**Co przygotować**
Przepisz bez żadnych zmian odcinek danych od wiersza zawierającego „Pick out the stone wall” aż po wiersz zawierający „<point>510,349</point>”, łącznie z oboma tymi wierszami.
--
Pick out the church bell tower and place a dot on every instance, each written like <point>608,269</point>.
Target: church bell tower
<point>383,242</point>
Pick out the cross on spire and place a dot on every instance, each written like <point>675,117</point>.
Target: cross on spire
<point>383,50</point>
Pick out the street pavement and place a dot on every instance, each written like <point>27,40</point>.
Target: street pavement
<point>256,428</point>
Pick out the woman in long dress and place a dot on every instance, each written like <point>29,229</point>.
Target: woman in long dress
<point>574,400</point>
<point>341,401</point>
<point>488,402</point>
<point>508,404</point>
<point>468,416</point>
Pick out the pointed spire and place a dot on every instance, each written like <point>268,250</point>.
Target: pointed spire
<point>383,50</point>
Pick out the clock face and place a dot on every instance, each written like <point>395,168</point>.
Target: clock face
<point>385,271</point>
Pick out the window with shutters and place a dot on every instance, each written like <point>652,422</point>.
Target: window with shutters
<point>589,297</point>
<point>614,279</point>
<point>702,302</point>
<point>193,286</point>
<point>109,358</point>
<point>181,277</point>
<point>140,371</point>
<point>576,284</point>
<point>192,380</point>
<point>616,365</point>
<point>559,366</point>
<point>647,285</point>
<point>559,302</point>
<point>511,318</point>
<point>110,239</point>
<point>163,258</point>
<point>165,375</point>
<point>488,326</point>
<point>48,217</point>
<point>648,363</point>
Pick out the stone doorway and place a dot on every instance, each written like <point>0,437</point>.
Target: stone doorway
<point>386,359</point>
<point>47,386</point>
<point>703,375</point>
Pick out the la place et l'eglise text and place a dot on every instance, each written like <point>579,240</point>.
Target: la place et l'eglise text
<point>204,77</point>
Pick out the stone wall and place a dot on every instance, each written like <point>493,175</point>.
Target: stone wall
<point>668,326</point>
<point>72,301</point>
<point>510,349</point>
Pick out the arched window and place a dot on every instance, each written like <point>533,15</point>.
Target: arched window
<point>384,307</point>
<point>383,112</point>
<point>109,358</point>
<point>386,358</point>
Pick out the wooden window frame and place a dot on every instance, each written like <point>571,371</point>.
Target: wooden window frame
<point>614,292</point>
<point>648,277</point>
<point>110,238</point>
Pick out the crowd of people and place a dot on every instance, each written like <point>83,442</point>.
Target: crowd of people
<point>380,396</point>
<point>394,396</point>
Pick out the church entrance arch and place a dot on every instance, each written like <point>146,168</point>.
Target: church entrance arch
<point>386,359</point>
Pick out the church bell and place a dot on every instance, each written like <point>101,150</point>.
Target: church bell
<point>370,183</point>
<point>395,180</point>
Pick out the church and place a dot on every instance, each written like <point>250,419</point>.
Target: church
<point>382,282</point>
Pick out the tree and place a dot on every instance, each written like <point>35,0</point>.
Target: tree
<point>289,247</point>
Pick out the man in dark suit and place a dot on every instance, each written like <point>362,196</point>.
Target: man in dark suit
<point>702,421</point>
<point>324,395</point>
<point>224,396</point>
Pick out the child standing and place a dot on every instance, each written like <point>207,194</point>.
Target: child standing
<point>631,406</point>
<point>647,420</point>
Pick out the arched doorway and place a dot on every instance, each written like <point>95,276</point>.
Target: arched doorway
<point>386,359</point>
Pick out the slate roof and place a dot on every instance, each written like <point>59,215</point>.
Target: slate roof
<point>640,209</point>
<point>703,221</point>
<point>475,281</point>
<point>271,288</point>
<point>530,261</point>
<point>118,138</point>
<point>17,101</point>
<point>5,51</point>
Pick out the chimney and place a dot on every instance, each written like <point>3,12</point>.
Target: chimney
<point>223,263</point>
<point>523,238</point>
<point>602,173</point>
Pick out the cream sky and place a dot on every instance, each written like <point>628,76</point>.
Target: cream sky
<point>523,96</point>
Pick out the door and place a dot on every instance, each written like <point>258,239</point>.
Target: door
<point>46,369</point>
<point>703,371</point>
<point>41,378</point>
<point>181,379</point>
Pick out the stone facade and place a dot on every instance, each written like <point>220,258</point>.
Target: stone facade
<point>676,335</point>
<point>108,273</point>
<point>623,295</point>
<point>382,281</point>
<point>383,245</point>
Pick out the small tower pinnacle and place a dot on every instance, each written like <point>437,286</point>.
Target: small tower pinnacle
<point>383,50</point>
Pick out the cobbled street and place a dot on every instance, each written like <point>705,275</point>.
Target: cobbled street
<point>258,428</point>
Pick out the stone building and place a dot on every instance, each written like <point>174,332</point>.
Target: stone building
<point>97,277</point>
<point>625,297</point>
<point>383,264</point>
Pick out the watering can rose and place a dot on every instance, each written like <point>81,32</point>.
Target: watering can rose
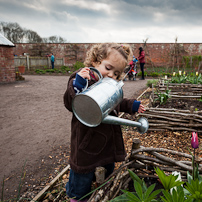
<point>194,140</point>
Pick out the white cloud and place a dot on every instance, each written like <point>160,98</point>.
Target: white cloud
<point>102,20</point>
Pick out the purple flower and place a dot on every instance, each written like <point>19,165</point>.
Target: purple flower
<point>194,140</point>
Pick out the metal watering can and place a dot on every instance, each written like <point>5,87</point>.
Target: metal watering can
<point>93,105</point>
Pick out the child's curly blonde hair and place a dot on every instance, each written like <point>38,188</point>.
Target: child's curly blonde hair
<point>99,52</point>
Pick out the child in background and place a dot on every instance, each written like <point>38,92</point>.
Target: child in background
<point>102,145</point>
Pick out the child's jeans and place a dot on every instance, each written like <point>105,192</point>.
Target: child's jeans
--
**Wynik ćwiczenia**
Pick out the stone wall and place a dot on every instance, each written like <point>493,175</point>.
Target: stone wall
<point>668,326</point>
<point>72,301</point>
<point>510,349</point>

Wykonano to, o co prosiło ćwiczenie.